INSTRUCTIONS TO FOLLOW: Output the listing below in full, exactly as written.

GIVEN DATA:
..............................

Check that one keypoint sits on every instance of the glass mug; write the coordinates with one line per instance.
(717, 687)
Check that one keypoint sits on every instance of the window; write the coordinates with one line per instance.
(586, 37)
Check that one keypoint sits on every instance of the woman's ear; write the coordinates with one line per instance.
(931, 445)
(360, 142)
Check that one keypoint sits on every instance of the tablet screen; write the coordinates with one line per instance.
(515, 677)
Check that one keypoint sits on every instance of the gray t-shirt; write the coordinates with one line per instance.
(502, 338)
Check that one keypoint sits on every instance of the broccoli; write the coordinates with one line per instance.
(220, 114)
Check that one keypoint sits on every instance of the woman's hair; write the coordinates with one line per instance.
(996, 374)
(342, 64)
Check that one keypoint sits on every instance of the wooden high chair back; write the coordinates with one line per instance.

..............................

SOLUTION TO THIS EXERCISE:
Check that one keypoint sits on every instance of the glass mug; write the coordinates with one line per instance.
(717, 687)
Check that one keypoint sits on every instance of the window; write the coordinates with one line per instance.
(586, 37)
Check that one keypoint sits on every instance of the woman's ear; write the coordinates with one line per instance.
(931, 445)
(360, 142)
Check that one keypoint sits on every instance of the tablet screen; write the coordinates with one line per instance.
(515, 677)
Check that one keypoint sits on every instance of the gray t-shirt; write the coordinates with one line per instance.
(502, 338)
Check that one keypoint sits on every instance of the broccoli; write the coordinates with one line per instance.
(220, 114)
Check that one keypoint sits on every instance of the woman's hair; write the coordinates with one line per instance.
(996, 374)
(342, 64)
Check that one keypoint sits on every instance of the wooden high chair back; write the coordinates with one line per instance.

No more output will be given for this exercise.